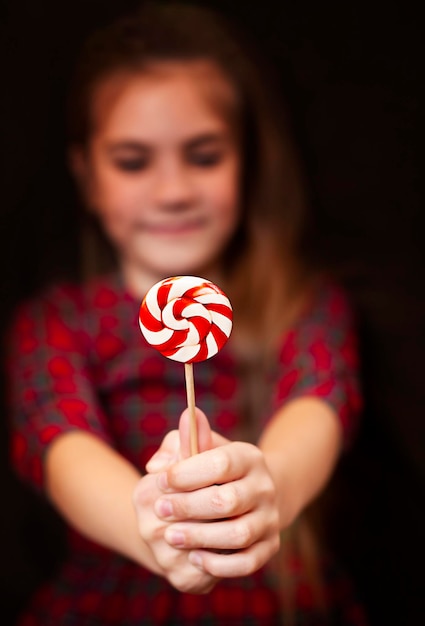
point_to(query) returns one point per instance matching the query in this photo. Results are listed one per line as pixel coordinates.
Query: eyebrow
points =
(198, 141)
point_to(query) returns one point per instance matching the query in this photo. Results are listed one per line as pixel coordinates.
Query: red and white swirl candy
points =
(186, 318)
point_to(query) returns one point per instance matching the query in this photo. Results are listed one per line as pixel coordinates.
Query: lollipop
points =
(188, 319)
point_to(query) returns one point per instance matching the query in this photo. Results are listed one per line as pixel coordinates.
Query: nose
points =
(174, 187)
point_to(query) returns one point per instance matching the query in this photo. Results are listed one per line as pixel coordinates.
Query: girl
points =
(182, 160)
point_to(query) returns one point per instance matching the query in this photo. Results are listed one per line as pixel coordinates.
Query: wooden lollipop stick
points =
(190, 392)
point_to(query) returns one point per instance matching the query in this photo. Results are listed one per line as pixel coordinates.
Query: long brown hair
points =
(263, 271)
(262, 265)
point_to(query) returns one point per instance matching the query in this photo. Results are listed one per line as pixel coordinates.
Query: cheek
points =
(110, 194)
(227, 195)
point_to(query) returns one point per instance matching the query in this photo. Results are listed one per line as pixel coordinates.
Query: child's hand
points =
(228, 486)
(172, 562)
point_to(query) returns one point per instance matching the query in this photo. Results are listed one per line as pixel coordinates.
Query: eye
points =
(205, 158)
(131, 165)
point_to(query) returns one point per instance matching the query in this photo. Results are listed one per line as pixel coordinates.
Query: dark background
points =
(352, 75)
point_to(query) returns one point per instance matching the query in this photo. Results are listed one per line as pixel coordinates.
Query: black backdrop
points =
(352, 76)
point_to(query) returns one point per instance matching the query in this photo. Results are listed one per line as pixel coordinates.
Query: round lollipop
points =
(188, 319)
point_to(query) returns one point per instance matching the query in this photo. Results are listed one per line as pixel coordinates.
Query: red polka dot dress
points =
(78, 361)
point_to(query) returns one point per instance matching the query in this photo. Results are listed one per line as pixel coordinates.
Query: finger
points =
(236, 534)
(219, 465)
(211, 503)
(235, 564)
(203, 432)
(167, 453)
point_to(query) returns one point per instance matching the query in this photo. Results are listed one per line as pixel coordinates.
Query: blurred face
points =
(161, 170)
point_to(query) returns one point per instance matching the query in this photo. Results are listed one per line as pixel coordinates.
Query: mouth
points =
(181, 227)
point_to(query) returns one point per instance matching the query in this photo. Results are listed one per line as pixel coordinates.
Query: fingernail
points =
(195, 559)
(164, 508)
(163, 481)
(158, 462)
(176, 538)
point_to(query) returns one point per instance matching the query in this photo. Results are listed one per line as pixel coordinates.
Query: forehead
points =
(165, 95)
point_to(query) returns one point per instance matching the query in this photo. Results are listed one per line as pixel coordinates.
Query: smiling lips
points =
(170, 228)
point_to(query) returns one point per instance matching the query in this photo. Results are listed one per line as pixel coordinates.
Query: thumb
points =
(204, 434)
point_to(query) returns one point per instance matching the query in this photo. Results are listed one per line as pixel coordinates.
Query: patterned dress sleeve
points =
(319, 357)
(49, 380)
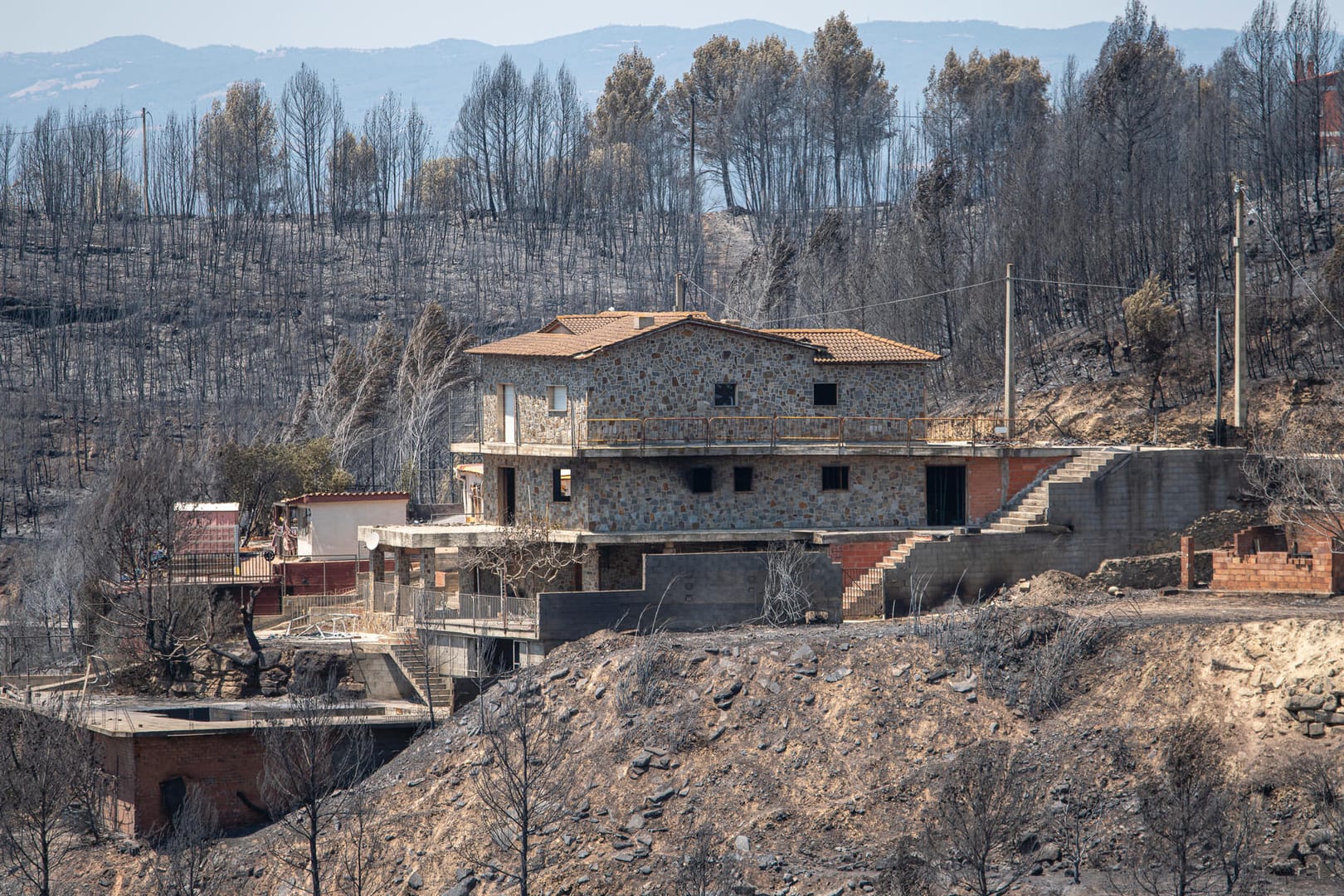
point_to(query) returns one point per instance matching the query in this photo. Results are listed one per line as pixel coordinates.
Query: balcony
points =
(605, 436)
(785, 431)
(452, 611)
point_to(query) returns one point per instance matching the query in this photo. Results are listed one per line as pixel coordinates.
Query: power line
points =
(1298, 270)
(77, 127)
(894, 301)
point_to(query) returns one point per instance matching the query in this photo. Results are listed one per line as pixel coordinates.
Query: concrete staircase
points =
(1029, 512)
(431, 688)
(864, 597)
(1032, 508)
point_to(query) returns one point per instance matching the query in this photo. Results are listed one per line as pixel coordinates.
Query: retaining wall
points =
(1149, 494)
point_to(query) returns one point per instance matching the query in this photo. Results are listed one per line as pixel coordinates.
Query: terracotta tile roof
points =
(592, 332)
(856, 347)
(578, 334)
(323, 497)
(580, 324)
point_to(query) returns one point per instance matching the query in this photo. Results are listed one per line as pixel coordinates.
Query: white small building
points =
(325, 524)
(472, 477)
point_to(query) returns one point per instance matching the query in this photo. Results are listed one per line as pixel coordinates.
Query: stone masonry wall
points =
(686, 592)
(674, 373)
(537, 423)
(222, 765)
(654, 494)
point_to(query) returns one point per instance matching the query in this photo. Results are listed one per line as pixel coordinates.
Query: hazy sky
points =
(264, 24)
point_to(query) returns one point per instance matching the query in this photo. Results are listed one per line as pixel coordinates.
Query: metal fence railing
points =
(450, 610)
(782, 430)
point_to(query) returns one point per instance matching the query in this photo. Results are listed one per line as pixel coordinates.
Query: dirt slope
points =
(804, 755)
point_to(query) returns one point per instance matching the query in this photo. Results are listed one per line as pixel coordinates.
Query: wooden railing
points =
(780, 430)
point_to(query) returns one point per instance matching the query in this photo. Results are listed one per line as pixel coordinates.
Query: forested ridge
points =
(280, 266)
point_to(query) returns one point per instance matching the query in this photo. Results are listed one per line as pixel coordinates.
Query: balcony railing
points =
(774, 431)
(450, 610)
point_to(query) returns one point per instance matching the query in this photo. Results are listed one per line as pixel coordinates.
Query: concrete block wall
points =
(672, 373)
(1151, 494)
(992, 481)
(686, 592)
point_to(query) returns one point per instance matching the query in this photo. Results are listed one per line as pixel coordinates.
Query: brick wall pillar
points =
(427, 568)
(589, 579)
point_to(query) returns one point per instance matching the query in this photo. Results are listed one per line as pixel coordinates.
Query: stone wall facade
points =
(991, 481)
(654, 494)
(672, 373)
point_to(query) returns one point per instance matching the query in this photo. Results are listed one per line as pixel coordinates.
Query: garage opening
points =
(947, 494)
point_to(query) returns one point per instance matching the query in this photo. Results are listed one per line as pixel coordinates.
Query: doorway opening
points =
(947, 494)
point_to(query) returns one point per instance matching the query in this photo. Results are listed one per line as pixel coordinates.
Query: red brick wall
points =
(856, 558)
(222, 763)
(1274, 571)
(986, 481)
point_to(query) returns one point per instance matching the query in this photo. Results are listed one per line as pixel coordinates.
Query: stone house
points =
(650, 441)
(1281, 559)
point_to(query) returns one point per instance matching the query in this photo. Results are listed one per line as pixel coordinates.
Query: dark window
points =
(562, 483)
(835, 479)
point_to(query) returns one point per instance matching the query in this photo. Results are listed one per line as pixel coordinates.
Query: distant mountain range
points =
(145, 71)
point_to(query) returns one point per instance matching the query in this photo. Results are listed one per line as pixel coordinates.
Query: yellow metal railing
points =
(732, 430)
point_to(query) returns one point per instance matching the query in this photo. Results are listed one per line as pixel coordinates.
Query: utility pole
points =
(1239, 310)
(144, 158)
(693, 152)
(1218, 377)
(1010, 399)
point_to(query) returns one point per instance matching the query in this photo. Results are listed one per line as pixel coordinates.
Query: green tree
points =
(713, 85)
(852, 100)
(1151, 323)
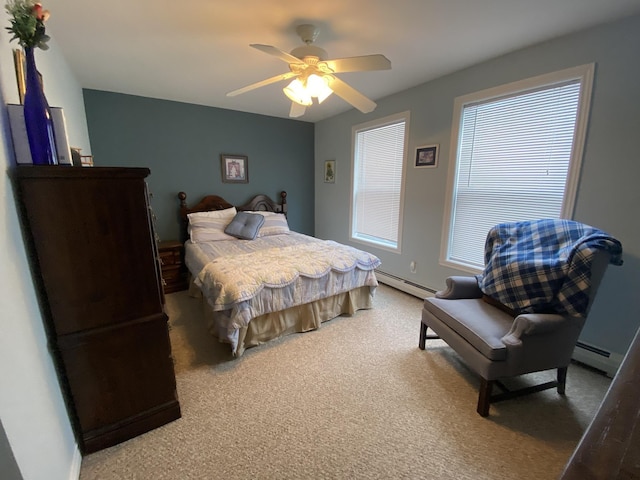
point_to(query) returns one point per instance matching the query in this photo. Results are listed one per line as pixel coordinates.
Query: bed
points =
(259, 280)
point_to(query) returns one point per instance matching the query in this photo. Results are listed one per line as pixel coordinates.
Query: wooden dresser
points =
(95, 260)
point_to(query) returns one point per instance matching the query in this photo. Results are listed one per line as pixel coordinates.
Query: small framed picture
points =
(235, 168)
(330, 171)
(426, 156)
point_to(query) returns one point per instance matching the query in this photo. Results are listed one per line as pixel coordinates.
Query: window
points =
(518, 150)
(379, 152)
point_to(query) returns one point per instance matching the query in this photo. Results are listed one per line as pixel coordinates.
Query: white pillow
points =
(274, 224)
(209, 226)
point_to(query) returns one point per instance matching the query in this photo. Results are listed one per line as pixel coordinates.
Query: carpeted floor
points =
(354, 399)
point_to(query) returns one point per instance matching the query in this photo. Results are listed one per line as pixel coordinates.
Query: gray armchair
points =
(497, 342)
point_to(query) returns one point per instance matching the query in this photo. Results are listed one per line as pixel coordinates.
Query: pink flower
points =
(39, 13)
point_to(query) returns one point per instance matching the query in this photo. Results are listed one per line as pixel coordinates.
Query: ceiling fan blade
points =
(276, 52)
(297, 110)
(358, 64)
(351, 95)
(263, 83)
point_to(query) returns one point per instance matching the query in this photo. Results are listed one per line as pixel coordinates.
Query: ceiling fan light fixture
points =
(297, 92)
(318, 87)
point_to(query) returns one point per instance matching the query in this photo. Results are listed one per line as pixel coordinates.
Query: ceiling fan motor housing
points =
(310, 51)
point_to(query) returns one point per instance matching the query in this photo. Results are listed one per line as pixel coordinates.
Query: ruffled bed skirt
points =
(298, 319)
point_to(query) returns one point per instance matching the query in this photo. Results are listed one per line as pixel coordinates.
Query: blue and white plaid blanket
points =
(544, 265)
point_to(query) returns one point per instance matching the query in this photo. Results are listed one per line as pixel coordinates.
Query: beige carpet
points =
(355, 399)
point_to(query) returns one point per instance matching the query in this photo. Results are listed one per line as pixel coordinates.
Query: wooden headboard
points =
(214, 202)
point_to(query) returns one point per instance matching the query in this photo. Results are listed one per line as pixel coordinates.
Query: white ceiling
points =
(195, 51)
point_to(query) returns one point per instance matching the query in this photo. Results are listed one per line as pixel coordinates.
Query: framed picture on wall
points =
(330, 171)
(235, 168)
(426, 156)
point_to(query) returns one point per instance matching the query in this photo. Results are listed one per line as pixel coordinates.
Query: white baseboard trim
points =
(406, 286)
(598, 358)
(76, 464)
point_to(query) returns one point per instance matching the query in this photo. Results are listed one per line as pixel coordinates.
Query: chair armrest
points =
(534, 324)
(460, 287)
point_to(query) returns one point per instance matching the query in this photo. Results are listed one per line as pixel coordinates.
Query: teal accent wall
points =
(608, 196)
(181, 144)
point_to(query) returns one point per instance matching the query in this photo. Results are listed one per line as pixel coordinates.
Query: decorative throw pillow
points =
(274, 224)
(245, 225)
(209, 226)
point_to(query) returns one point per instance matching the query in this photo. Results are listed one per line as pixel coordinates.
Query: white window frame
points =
(381, 122)
(584, 74)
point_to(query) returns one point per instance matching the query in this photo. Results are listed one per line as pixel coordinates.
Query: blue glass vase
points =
(37, 116)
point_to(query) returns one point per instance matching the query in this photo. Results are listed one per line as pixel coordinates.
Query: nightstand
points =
(174, 271)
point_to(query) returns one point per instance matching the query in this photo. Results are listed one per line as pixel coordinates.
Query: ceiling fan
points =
(313, 74)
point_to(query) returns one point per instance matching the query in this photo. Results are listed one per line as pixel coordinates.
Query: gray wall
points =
(181, 144)
(608, 195)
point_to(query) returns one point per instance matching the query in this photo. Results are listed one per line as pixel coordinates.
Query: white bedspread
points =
(248, 278)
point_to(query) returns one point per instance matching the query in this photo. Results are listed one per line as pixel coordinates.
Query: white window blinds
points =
(377, 189)
(513, 161)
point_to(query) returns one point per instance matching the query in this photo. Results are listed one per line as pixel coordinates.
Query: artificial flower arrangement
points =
(27, 23)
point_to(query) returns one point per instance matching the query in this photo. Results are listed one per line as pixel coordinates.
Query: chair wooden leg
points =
(484, 397)
(562, 379)
(423, 336)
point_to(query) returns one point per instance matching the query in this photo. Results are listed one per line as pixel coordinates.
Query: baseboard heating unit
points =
(406, 286)
(597, 357)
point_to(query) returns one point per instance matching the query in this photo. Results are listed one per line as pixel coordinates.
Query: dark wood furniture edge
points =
(610, 448)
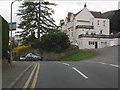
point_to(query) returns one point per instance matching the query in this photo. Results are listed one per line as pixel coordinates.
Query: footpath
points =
(12, 73)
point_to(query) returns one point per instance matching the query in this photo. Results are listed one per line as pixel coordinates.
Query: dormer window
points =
(98, 22)
(92, 23)
(103, 23)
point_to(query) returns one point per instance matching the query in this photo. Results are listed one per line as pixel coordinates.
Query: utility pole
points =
(39, 27)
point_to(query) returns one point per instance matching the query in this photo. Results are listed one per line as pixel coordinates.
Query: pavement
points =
(12, 73)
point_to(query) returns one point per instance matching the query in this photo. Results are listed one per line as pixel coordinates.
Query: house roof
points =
(97, 14)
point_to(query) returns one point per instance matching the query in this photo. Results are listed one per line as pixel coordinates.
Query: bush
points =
(5, 37)
(55, 42)
(18, 50)
(52, 42)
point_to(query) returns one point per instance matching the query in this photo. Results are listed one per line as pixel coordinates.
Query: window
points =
(100, 31)
(92, 23)
(103, 23)
(98, 22)
(91, 43)
(86, 32)
(72, 34)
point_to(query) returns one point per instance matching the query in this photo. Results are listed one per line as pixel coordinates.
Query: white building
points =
(88, 29)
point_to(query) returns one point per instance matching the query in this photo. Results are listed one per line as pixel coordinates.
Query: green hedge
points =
(5, 37)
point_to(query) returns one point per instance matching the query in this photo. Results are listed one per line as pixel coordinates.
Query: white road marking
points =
(66, 64)
(80, 73)
(109, 64)
(58, 62)
(102, 63)
(114, 65)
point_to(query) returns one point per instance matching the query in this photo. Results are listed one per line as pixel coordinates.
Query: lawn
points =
(81, 55)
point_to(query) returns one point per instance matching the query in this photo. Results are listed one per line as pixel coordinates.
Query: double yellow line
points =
(36, 68)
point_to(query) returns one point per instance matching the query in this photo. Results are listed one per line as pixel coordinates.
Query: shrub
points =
(18, 50)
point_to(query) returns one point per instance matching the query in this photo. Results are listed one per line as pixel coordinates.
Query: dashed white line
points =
(109, 64)
(66, 64)
(80, 73)
(114, 65)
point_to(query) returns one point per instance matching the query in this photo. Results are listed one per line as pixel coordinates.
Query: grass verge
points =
(81, 55)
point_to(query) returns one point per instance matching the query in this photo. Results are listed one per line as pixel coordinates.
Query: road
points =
(82, 74)
(54, 74)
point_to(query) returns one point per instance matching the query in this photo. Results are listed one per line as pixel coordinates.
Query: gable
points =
(84, 14)
(97, 14)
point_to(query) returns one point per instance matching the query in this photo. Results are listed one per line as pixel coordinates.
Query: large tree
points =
(35, 16)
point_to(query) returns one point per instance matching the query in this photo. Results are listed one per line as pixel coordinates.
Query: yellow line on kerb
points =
(35, 78)
(30, 77)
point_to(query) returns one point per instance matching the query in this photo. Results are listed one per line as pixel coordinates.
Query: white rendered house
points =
(88, 29)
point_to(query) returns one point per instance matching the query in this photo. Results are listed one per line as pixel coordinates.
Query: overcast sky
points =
(62, 8)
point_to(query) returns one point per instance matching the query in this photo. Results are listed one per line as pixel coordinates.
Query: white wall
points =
(84, 15)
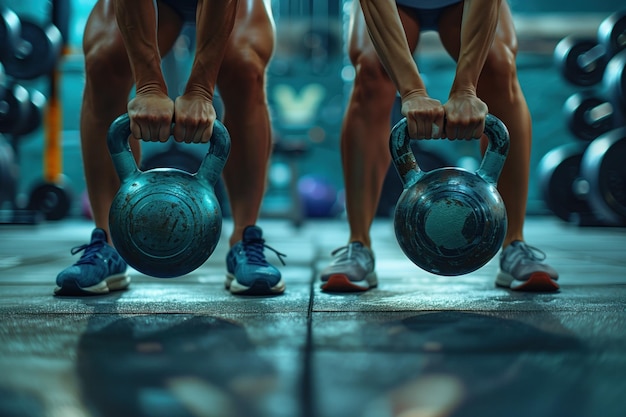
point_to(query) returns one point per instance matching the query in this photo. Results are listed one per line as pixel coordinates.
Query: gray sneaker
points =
(351, 270)
(522, 269)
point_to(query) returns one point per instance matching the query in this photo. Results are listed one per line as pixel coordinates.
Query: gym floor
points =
(418, 345)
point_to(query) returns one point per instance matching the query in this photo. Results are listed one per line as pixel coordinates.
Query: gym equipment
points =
(318, 196)
(582, 61)
(612, 32)
(165, 222)
(450, 221)
(175, 157)
(614, 85)
(35, 53)
(588, 115)
(604, 168)
(562, 187)
(14, 108)
(32, 119)
(10, 28)
(54, 195)
(392, 186)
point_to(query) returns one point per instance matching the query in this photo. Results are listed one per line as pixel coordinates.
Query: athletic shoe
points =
(351, 270)
(248, 273)
(99, 270)
(522, 269)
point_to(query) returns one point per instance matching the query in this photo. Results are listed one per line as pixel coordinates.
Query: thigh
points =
(102, 34)
(254, 30)
(359, 41)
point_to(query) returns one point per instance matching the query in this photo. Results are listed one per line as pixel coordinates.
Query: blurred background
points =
(309, 82)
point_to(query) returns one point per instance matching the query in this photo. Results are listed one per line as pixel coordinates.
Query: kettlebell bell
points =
(450, 221)
(165, 222)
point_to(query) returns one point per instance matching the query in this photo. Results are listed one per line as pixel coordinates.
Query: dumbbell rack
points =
(31, 51)
(584, 182)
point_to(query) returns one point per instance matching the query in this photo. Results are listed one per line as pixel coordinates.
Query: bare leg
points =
(366, 127)
(108, 80)
(500, 89)
(241, 84)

-*-

| What needs to be done |
Pick out and copy every line in the entries above that contains the string "opening". Case counts.

| Task response |
Query: garage opening
Query: doorway opening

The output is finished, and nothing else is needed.